CONSIGNE 1
Reformulez sous forme de liste le paragraphe de l'extrait sur les enseignes privées qui commence par « Une vue d’ensemble sur les enseignes », sans perdre ses faits principaux.
CONSIGNE 2
Résumez en deux phrases l'extrait sur les langues des enseignes privées.

--- EXTRAIT PRÉSENTÉ ---

Une vue d’ensemble sur les enseignes de ce secteur montre que le bilinguisme arabe-français et le monolinguisme français sont prédominants. Ils s’accaparent à égalité de plus de 68% des enseignes privées. L’emploi de l’arabe seul vient en troisième position avec seulement 13%. Par contre, le modèle de l’enseigne publique n’est représenté que sur 9% des enseignes privées ; les préoccupations des pouvoirs publics ne semblent pas intéresser les acteurs du secteur privé. Quant à l’emploi seul de l’anglais, il n’est attesté que sur environ 6% des enseignes privées, ce qui montre que la demande est encore timide dans ce sens.

Cela dit, ce constat général quant à l’emploi des langues dans les enseignes privées des quartiers étudiés reste à vérifier puisque chaque site d’enquête présente des particularités qui lui sont propres.

A Hay Ryad, le français est utilisé seul sur plus de 62% des enseignes au moment où d’autres enseignes affichent le bilinguisme arabe-français et le monolinguisme anglais.

--- ENREGISTREMENTS ---

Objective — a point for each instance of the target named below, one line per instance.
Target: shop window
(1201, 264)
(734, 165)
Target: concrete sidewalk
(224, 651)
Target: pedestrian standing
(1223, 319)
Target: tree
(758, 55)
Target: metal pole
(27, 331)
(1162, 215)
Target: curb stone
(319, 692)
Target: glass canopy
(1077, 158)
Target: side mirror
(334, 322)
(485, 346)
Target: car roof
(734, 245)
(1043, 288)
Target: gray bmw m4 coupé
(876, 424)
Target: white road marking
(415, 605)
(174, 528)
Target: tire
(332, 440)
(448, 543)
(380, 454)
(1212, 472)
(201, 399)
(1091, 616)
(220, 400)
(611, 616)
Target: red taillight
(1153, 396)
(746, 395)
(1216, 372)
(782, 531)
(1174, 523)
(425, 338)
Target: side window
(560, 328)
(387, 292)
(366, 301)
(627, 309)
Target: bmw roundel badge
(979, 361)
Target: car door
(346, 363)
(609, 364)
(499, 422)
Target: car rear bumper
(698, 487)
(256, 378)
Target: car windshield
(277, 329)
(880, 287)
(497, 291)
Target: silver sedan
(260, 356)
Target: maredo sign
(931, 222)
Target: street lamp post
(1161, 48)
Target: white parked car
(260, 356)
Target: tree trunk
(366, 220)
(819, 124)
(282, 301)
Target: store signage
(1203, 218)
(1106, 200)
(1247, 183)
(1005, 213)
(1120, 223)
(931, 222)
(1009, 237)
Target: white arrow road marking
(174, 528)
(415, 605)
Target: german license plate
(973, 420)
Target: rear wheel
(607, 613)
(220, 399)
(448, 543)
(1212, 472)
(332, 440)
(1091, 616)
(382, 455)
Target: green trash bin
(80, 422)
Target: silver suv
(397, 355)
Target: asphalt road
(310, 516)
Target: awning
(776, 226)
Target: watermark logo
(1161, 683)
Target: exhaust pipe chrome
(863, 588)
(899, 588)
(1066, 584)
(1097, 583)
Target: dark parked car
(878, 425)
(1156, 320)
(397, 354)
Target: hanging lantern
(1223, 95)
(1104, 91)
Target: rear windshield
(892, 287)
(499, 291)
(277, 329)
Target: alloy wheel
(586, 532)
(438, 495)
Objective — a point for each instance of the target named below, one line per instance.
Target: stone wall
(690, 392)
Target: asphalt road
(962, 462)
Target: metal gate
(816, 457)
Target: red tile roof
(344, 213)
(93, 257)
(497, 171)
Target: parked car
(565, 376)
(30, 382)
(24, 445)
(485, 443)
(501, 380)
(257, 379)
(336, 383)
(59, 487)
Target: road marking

---

RÉPONSE RÉDIGÉE 1
- Le bilinguisme arabe-français et le monolinguisme français dominent : à parts égales, ils couvrent plus de 68 % des enseignes privées.
- L'arabe seul arrive en troisième position, avec seulement 13 %.
- Le modèle de l'enseigne publique ne figure que sur 9 % des enseignes privées. Les préoccupations des pouvoirs publics ne semblent pas intéresser les acteurs du secteur privé.
- L'anglais seul n'apparaît que sur environ 6 % des enseignes privées, signe d'une demande encore timide.

RÉPONSE RÉDIGÉE 2
Sur les enseignes privées, le bilinguisme arabe-français et le monolinguisme français dominent à égalité avec plus de 68 %, loin devant l'arabe seul (13 %), le modèle de l'enseigne publique (9 %) et l'anglais seul (environ 6 %). Ce constat général reste à vérifier, car chaque site d'enquête a ses particularités : à Hay Ryad, le français seul figure sur plus de 62 % des enseignes.